In the passage below on U.S. clean energy funding for Africa, copy the text word for word, starting at "Biden has pledged" and stopping after "since taking office.".
--- START DOCUMENT PASSAGE ---
Biden has pledged $1.1 billion to support natural resource conservation, climate adaptation and a just energy transition in Africa since taking office.

That includes about $300 million through fiscal 2023 to support renewable energy projects. Some of the funding will be used to bolster a new U.S.-Africa Clean Energy Network to connect clean energy companies to market opportunities that will increase access to reliable clean electricity. On the first day of the summit, leaders announced a new $25 million loan to build the first solar power plant in sub-Saharan Africa, in Malawi.

The United States will support an effort to increase the number of women in Nigeria, Kenya and South Africa participating in the green energy industry. It will give out more than $4 million in grants to support a number of clean energy projects, including a biomass power plant in Cote d’Ivoire, a clean hydroelectric power project in Sierra Leone and a battery energy storage technology project in Zambia.

About 600 million people in Africa don’t have access to electricity, and one of the African Union’s main priorities entering the summit is to accelerate efforts to meet growing energy demands without sacrificing economic growth. For some countries, that means tapping all forms of energy.
--- END DOCUMENT PASSAGE ---
--- START SUPPLIED DATA ---
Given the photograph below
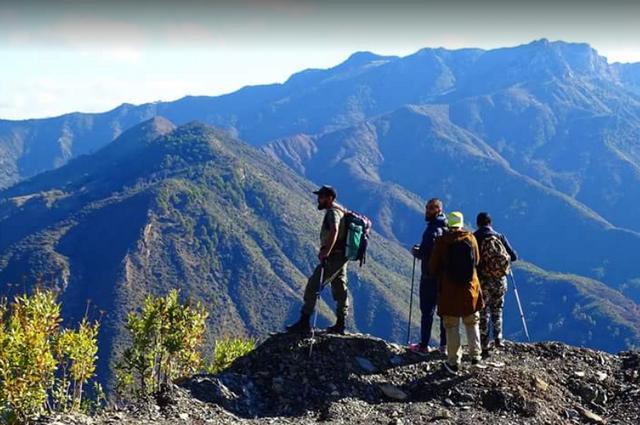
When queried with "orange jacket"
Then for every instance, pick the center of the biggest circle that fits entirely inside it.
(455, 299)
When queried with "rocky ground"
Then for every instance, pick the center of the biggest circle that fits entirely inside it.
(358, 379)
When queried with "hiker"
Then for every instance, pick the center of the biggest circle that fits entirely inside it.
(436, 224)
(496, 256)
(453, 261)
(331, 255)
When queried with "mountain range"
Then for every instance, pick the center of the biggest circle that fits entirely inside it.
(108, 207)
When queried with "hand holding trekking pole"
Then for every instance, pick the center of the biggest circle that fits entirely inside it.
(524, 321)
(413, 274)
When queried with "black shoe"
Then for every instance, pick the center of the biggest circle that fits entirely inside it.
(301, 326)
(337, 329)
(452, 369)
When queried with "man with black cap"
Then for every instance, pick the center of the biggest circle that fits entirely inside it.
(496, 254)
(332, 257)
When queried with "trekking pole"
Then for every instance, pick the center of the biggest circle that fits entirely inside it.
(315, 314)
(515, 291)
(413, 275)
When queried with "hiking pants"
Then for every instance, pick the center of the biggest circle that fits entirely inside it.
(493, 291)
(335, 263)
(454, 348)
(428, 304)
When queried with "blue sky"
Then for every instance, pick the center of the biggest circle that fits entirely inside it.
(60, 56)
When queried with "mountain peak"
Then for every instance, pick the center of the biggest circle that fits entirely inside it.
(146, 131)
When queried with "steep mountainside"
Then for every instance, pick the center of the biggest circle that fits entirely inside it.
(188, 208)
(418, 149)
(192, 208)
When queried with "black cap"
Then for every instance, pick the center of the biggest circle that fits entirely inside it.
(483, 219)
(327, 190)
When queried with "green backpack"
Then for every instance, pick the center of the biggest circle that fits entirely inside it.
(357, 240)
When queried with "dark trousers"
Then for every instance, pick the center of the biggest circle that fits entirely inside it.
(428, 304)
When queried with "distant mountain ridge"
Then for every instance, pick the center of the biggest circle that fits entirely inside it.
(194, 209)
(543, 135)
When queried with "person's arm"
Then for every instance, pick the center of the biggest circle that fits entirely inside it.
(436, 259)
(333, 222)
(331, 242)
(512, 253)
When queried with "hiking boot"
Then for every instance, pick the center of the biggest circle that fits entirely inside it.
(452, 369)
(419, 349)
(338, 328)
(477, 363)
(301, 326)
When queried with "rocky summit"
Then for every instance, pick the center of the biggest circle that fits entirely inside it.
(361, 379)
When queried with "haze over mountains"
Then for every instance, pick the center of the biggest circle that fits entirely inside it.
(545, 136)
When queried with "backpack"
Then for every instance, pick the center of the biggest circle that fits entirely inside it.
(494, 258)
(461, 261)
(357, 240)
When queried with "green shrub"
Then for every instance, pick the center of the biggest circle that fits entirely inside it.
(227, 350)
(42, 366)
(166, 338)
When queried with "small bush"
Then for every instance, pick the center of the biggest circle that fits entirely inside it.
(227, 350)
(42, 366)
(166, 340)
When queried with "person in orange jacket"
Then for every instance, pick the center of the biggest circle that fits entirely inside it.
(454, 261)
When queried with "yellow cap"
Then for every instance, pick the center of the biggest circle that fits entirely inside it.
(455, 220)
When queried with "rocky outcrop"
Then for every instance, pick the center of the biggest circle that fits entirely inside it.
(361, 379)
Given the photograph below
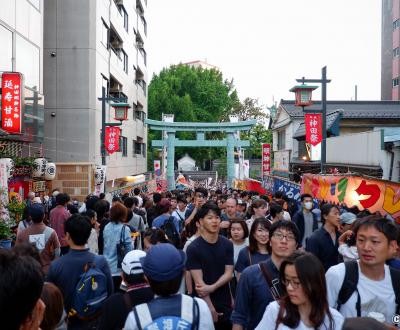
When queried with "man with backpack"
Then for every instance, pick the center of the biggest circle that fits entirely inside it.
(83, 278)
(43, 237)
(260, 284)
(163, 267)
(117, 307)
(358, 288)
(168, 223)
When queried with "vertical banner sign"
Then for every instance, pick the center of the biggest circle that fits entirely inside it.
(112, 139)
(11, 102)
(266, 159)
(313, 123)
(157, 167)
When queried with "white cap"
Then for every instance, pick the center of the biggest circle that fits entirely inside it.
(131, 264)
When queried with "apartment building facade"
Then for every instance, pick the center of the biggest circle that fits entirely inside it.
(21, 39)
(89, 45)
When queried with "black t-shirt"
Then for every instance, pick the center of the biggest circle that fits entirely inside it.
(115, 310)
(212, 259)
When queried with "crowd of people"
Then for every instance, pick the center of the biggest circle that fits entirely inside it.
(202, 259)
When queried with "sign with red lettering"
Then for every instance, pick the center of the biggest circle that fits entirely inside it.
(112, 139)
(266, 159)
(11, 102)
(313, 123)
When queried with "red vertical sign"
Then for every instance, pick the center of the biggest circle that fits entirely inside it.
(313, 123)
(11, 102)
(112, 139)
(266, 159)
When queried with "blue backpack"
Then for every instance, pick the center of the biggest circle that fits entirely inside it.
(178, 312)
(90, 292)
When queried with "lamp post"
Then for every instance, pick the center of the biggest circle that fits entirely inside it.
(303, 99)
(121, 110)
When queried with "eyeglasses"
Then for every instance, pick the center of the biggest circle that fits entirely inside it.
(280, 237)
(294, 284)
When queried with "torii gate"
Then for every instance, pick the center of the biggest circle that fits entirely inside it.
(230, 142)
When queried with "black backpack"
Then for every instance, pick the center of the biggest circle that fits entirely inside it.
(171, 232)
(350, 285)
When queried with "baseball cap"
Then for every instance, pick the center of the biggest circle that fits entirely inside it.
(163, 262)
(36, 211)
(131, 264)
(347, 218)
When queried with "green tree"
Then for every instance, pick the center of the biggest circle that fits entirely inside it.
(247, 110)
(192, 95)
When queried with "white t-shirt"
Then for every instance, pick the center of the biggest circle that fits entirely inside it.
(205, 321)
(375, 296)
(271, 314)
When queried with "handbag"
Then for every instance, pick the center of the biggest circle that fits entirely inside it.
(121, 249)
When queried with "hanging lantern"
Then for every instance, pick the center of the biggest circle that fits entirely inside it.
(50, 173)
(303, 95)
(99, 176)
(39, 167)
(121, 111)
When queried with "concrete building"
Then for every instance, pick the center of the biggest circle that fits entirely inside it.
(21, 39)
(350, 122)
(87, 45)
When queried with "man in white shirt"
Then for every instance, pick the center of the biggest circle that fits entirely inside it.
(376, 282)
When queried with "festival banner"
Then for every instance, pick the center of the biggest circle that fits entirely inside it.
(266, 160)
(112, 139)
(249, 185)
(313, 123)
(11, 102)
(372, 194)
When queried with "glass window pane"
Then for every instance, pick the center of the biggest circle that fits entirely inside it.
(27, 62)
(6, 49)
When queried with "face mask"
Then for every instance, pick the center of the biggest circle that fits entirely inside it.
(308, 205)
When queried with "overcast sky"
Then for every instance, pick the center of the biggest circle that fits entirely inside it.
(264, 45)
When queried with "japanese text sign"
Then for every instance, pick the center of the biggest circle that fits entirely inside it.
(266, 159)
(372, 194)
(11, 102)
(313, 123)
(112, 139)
--- END SUPPLIED DATA ---
--- START SUPPLIED DATA ---
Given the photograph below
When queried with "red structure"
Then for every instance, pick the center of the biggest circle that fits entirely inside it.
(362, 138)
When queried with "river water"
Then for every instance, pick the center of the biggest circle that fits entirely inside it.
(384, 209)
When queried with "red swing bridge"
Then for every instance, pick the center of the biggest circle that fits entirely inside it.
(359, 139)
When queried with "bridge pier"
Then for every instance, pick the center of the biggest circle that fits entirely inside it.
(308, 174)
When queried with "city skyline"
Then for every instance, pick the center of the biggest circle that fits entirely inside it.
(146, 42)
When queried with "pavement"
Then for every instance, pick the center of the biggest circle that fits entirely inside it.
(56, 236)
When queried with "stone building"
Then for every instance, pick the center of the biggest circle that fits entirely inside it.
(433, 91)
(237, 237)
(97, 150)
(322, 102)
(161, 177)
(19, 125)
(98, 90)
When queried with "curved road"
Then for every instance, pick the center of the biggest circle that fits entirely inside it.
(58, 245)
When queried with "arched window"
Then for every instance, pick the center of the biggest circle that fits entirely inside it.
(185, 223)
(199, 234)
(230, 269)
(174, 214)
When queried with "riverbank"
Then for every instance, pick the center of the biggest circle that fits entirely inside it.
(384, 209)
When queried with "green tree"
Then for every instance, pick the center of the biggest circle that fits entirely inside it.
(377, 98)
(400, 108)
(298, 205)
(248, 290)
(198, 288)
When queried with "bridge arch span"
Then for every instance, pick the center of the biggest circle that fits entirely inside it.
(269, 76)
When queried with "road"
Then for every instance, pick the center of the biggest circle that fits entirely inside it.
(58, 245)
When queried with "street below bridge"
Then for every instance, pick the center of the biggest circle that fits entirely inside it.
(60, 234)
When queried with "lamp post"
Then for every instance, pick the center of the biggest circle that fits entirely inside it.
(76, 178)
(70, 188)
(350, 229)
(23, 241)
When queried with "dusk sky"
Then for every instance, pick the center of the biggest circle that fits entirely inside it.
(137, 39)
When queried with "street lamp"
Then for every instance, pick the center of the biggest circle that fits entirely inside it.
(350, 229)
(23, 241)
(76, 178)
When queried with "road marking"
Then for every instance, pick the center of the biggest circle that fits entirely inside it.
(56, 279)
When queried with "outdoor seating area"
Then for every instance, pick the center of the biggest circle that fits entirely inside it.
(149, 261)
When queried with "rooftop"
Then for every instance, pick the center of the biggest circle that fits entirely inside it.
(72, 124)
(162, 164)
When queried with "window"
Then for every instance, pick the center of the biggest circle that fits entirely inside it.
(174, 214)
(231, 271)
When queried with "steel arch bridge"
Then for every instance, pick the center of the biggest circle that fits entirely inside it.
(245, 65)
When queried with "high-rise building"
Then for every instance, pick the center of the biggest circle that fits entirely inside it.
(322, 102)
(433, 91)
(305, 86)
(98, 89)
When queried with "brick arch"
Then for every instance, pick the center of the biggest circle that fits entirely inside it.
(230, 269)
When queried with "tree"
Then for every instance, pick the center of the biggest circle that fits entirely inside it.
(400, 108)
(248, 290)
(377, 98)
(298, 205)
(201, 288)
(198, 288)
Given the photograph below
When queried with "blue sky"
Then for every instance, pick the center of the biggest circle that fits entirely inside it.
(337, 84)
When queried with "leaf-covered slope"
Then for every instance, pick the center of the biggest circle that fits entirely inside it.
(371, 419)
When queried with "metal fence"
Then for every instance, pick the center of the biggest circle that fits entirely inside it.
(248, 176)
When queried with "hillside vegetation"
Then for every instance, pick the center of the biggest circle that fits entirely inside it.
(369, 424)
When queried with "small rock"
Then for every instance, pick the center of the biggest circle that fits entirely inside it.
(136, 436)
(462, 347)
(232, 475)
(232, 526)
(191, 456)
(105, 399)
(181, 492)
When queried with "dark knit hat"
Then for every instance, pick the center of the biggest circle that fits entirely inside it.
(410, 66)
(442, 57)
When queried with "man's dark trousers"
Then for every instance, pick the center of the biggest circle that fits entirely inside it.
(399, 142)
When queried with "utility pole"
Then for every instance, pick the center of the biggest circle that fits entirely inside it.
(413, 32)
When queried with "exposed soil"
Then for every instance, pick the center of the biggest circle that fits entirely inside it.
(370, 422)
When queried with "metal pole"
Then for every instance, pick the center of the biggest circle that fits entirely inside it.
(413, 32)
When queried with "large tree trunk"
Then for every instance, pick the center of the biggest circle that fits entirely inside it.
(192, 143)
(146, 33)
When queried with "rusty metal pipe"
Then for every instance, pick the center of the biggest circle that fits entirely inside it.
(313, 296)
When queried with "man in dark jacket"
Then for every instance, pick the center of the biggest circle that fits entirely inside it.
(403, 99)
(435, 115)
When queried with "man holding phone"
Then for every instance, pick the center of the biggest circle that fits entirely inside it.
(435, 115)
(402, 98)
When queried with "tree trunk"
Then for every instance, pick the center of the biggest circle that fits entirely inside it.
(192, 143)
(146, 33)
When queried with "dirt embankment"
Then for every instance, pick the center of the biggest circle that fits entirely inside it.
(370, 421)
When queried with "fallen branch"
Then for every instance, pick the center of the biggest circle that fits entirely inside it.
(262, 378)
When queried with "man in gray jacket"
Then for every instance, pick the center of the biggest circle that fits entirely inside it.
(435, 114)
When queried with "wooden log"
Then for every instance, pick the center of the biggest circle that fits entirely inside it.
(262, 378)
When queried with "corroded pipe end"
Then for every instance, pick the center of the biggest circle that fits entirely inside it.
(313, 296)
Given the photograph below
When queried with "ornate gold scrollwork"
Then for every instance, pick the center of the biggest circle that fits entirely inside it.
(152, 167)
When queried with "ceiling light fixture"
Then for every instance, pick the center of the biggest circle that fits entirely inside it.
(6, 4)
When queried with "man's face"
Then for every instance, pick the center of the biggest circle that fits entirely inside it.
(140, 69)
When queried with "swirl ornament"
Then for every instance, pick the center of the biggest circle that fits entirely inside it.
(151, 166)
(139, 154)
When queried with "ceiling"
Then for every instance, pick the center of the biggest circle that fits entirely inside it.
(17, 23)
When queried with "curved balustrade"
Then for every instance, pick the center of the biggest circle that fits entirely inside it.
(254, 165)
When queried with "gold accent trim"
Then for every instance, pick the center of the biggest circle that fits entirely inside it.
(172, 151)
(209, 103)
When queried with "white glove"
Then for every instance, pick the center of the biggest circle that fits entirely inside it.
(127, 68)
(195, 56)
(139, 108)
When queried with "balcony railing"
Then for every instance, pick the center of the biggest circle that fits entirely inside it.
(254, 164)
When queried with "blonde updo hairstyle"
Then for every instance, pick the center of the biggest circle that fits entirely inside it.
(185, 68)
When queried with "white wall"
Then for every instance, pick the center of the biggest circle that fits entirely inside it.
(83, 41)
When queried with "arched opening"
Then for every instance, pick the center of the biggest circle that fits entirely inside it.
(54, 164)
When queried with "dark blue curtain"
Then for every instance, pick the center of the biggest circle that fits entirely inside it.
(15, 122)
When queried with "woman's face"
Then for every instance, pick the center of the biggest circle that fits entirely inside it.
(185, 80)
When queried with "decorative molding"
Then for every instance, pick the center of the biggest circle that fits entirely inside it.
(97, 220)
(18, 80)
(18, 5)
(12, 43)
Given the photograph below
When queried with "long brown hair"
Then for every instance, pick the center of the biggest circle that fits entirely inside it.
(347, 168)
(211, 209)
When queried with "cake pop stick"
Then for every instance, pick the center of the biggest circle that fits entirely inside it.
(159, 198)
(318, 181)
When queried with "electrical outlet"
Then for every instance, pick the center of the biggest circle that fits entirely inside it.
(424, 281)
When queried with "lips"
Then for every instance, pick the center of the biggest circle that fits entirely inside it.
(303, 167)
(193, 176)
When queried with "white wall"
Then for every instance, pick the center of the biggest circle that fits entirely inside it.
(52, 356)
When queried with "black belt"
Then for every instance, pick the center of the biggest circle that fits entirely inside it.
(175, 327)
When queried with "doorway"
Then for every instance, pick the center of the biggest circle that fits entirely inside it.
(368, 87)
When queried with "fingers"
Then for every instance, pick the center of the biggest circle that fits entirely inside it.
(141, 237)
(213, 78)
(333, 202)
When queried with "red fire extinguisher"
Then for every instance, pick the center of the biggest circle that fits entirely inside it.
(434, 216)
--- END SUPPLIED DATA ---
→ TASK SOLUTION
Biden has pledged $1.1 billion to support natural resource conservation, climate adaptation and a just energy transition in Africa since taking office.